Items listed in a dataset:
.....
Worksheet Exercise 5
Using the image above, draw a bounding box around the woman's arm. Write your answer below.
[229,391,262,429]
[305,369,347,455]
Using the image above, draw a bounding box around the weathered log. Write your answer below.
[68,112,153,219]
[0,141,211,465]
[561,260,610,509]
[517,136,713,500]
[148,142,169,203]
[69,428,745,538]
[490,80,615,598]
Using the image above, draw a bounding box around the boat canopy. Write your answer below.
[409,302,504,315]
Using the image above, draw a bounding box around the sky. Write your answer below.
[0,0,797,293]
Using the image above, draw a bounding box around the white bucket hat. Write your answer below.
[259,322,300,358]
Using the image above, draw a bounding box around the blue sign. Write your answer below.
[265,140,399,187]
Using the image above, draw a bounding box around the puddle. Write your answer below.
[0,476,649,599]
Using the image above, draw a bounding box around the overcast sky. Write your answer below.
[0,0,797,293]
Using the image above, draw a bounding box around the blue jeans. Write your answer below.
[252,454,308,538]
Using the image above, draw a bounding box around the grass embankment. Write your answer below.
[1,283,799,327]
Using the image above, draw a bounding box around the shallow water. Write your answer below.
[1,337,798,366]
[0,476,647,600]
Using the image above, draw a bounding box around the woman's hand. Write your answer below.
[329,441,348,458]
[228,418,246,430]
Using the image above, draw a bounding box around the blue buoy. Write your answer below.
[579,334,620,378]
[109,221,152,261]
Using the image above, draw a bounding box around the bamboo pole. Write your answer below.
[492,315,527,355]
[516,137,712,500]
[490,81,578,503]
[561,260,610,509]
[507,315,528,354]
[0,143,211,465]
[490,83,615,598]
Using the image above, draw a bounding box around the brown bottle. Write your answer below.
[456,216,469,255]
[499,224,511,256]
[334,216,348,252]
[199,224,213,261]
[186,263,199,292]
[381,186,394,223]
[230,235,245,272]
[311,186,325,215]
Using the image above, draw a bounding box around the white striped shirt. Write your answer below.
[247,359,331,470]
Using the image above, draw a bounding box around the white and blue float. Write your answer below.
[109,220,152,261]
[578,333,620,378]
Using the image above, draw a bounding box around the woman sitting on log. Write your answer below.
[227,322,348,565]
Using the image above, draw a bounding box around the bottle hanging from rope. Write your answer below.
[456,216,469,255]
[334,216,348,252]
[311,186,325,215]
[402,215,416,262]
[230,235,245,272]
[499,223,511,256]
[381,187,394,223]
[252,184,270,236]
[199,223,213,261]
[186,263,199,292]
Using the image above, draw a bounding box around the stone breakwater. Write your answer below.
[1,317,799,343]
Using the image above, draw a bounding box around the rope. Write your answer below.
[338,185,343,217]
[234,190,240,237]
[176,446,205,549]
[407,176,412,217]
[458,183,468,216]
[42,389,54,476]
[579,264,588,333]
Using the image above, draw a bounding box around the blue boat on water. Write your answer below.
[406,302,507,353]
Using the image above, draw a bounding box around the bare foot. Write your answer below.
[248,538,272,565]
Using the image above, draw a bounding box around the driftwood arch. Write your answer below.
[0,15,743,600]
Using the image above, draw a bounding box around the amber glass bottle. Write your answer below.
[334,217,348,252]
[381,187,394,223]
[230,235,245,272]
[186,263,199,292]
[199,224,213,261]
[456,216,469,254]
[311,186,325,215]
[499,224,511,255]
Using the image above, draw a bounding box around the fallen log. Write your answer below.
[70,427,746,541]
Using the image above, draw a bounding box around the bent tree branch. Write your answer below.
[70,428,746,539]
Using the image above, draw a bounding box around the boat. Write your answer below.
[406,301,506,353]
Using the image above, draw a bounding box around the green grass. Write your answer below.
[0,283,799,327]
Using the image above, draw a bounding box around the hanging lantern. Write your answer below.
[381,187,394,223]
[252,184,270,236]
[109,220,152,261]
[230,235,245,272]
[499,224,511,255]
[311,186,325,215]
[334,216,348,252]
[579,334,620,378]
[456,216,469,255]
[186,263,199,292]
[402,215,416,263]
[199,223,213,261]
.....
# Exercise goal:
A reply that repeats all the data exactly is required.

# Solution to the problem:
Worksheet Exercise 5
Using the image above, draw a bounding box around the woman's arm. Write your answer below.
[229,391,262,429]
[305,369,347,455]
Using the image above, draw a bounding box around the weathered log. Write your answer below.
[68,112,153,219]
[0,141,211,465]
[561,260,610,509]
[517,136,713,500]
[148,142,169,203]
[69,428,745,538]
[490,80,615,598]
Using the image above, draw a bounding box around the boat canopy. Write your answer below.
[409,302,504,315]
Using the image above, draw a bounding box around the sky. Write your answer below.
[0,0,797,293]
Using the image above, draw a bounding box around the white bucket hat. Write your answer below.
[259,322,300,358]
Using the image above, draw a bounding box around the blue sign. Write your answer below.
[265,140,399,187]
Using the image above, draw a bounding box around the puddle. Write your answer below.
[0,476,649,599]
Using the image above, draw a bounding box around the overcast sky. Write your answer below.
[0,0,797,293]
Using the image above, draw a bounding box around the blue jeans. Write your answer below.
[252,454,308,538]
Using the image above, draw a bounding box around the grass embankment. Write your answer below.
[1,283,799,327]
Using the image above, draw a bounding box around the shallow water. Write your answer below.
[1,337,798,366]
[0,476,647,600]
Using the image above, draw a bounding box around the woman's hand. Write your answer below.
[329,441,348,458]
[228,418,246,430]
Using the image above, draw a bounding box around the blue buoy. Write your answer below.
[579,334,620,378]
[109,221,152,261]
Using the image above, draw a bounding box around the bamboo pole. Write your answer below.
[492,315,527,355]
[516,137,712,500]
[490,81,578,503]
[561,260,610,509]
[507,315,528,354]
[0,143,211,465]
[490,83,615,598]
Using the image above, draw a bounding box around the brown bottle. Write your answer below.
[456,216,469,255]
[499,224,511,256]
[334,216,348,252]
[199,224,213,261]
[186,263,199,292]
[381,186,394,223]
[230,235,245,272]
[311,186,325,215]
Using the image above, draw a bounding box around the white striped shirt. Write your answer below.
[247,359,331,470]
Using the image above, draw a bounding box around the white and blue float. Write your answer below.
[109,220,152,261]
[578,333,620,378]
Using the image above, draw a bounding box around the woman sitting on log. Write your answer below.
[227,322,348,565]
Using the image above, draw a bounding box around the bottle hanging from rope. Write your answer below.
[456,216,469,255]
[334,216,348,252]
[311,186,325,215]
[402,215,416,262]
[230,235,245,272]
[499,223,511,256]
[381,187,394,223]
[252,184,270,236]
[199,223,213,261]
[186,263,199,292]
Using the image above, draw a bounding box around the stone breakwater. Write your answer below.
[1,317,799,343]
Using the image above, draw a bounding box around the rope. Write your answer below.
[338,185,343,217]
[234,190,240,237]
[176,446,205,549]
[407,176,412,217]
[458,183,468,216]
[42,389,54,476]
[579,264,588,333]
Using the image above, draw a bounding box around the blue boat on water. Write your answer below.
[406,302,507,353]
Using the image above, draw a bounding box around the bare foot. Write your answer below.
[248,538,272,565]
Using the image above, draw a bounding box around the driftwood arch. Write your answer below.
[0,15,743,600]
Using the image above, draw a bounding box around the amber glass bottle. Write your answer below.
[334,217,348,252]
[381,187,394,223]
[230,235,245,272]
[186,263,199,292]
[199,224,213,261]
[456,216,469,254]
[311,186,325,215]
[499,224,511,255]
Using the image above, draw a bounding box around the fallen log. Write your answer below.
[70,427,746,541]
Using the image above, draw a bounding box around the bent tree branch. Write your answer below.
[70,428,746,539]
Using the image above, draw a bounding box around the boat. Write your answer below.
[406,301,506,353]
Using the image above, draw a bounding box around the green grass. Write your answer below.
[0,283,799,327]
Using the image above, draw a bounding box around the hanging lantern. Write your answer below.
[381,187,394,223]
[252,184,270,236]
[109,220,152,261]
[230,235,245,272]
[499,224,511,255]
[311,186,325,215]
[334,216,348,252]
[579,334,620,378]
[456,216,469,255]
[186,263,199,292]
[402,215,416,263]
[199,223,213,261]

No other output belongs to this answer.